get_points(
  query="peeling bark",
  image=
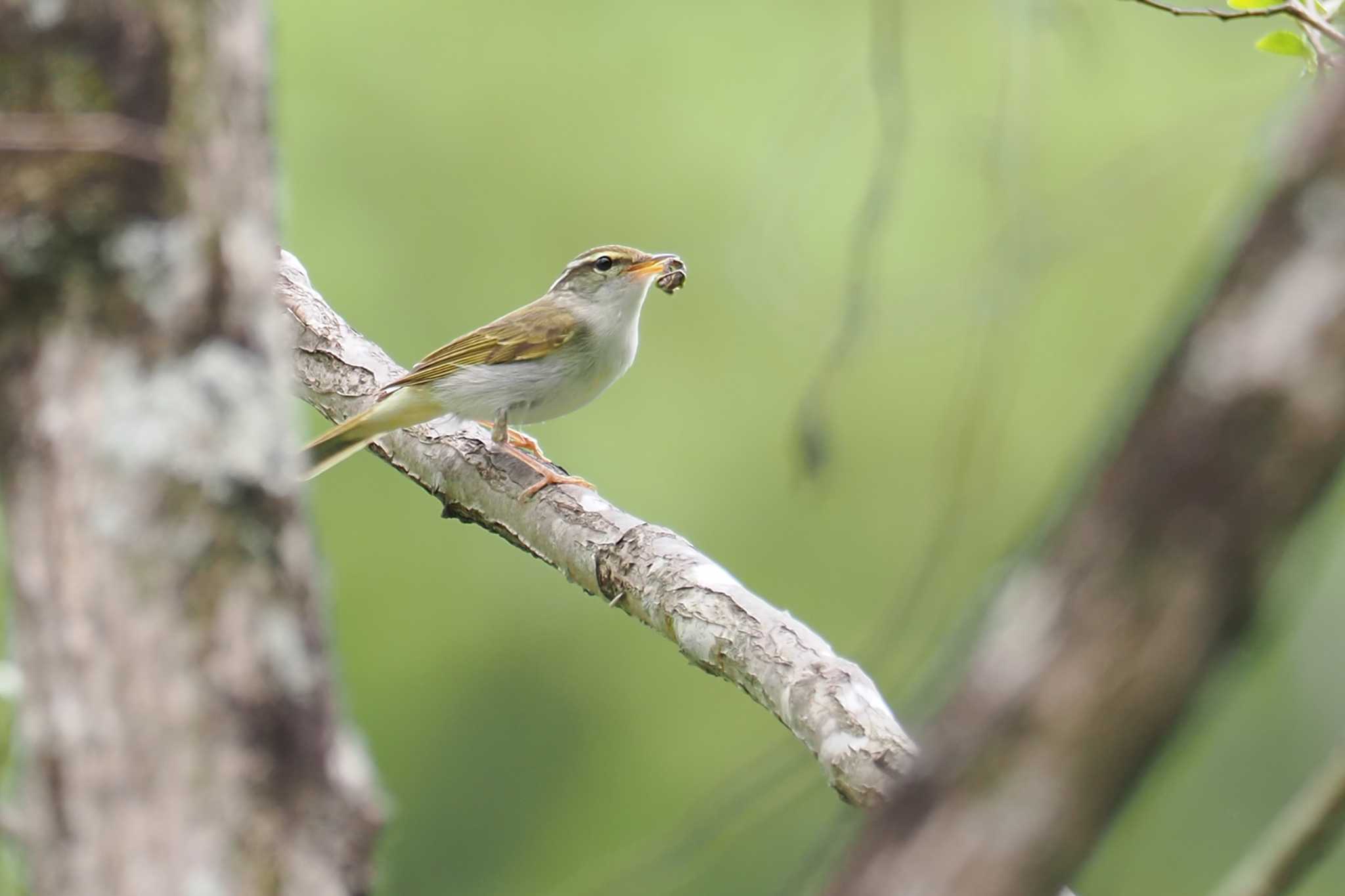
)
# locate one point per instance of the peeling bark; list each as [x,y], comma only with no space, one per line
[648,571]
[179,723]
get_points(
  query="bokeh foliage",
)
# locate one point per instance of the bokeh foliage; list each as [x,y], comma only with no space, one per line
[1071,174]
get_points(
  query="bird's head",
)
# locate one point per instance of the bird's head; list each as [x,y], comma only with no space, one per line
[619,274]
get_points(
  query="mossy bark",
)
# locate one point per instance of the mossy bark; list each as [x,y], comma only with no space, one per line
[179,723]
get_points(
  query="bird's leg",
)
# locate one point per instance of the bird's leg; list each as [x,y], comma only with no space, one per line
[519,440]
[549,476]
[500,436]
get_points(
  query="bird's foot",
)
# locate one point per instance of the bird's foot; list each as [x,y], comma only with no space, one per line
[522,441]
[549,476]
[552,477]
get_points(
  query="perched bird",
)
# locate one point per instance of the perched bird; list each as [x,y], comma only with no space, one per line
[537,363]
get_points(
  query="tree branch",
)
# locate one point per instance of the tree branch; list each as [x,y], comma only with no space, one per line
[645,570]
[1298,837]
[1095,647]
[179,725]
[1290,10]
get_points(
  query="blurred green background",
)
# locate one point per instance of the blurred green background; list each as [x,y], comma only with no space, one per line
[1069,178]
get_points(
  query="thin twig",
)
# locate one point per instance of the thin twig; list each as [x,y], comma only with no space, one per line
[1290,10]
[871,226]
[81,132]
[1297,839]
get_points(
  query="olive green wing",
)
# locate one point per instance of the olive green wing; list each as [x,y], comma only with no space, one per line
[533,331]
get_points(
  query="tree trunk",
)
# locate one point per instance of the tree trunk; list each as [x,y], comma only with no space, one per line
[1097,644]
[178,721]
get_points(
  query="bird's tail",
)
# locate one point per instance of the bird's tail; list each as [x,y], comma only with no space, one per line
[404,408]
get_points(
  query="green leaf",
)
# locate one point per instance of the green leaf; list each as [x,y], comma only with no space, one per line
[1285,43]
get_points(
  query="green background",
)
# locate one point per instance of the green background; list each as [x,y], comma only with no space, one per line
[1071,174]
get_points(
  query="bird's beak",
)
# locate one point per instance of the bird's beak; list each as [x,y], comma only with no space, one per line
[655,265]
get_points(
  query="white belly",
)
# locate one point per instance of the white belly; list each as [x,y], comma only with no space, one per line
[537,390]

* _THE REQUEST_
Leave out the pictures and retype every line above exactly.

* _CORRECT RESULT_
get_points(
  query="peeling bark",
  image=
)
# locate one point per instance of the peeling bark; list each as [x,y], comma only with no space, one per line
[648,571]
[179,723]
get_points(
  query="bokeh foliage",
)
# locate one point per instance of the bokeh foliage; list each as [x,y], comma only with no space, one per line
[1071,174]
get_points(
  query="bird's head",
)
# locate one point per instance of the bird's head; list each as [x,y], comma only with no space, one per line
[619,274]
get_points(
  query="mossy bark",
)
# locate one point per instance of the mossy bark; list each as [x,y], comma only with no space, one per line
[179,723]
get_points(
  query="bird's leg",
)
# locate one point per instance of the bird's leg; list each as [x,y], comma only with no space, one per line
[519,440]
[549,476]
[500,436]
get_points(
  query="bird's foot",
)
# locate one point per instance of the bird's foot; list each as [x,y], comma only with no space, one per line
[522,441]
[549,476]
[552,477]
get_points(
  query="perched bird",
)
# locate one point per instance of the perched bird; list each as [x,y], comma only with no space, one per line
[537,363]
get_points(
  query="tree branch",
)
# locate one point per instance of the tree branch; list each as [x,y], comma only with no space, one per line
[645,570]
[1298,837]
[1095,647]
[179,725]
[1290,10]
get_points(
  query="blurred green background",
)
# locate one point per instance of the blurred green background; list each as [x,y], comma only with no space, one per line
[1069,178]
get_points(
  query="thin twig",
)
# locate one point per instance of the thin twig; list each as [x,y], comma only with no space, one per line
[1290,10]
[871,226]
[81,132]
[1297,839]
get_points(
  query="olive green wing",
)
# locate one point per instance of the olive green wing; list each as [x,y], comma only with no space, one per line
[533,331]
get_points(
  query="tree trunk",
)
# locate one point per instance of the tree trunk; list each as [x,y], comma only with no space, one per line
[1097,644]
[178,721]
get_points(
  query="bird's tail",
)
# locate one point per instance of the bird's tail; list each as [x,y], comma only with no space, one per line
[404,408]
get_points(
  query="green leaf",
)
# locate one point per instance of the green leaf; list each as [x,y], comma only with no space, one per line
[1285,43]
get_points(
  query="green background",
)
# locate one point per instance of the green background; list each as [x,y], comma only with no space, one per line
[1071,174]
get_points(
  query="bird's beak",
)
# locate one point per instance of the bird's beak; list each as [x,y], comma only with no space, one per line
[655,265]
get_points(
  query="white belly",
)
# locate one point per instance of the white belly; list each as [x,y], comma only with no space, one per line
[537,390]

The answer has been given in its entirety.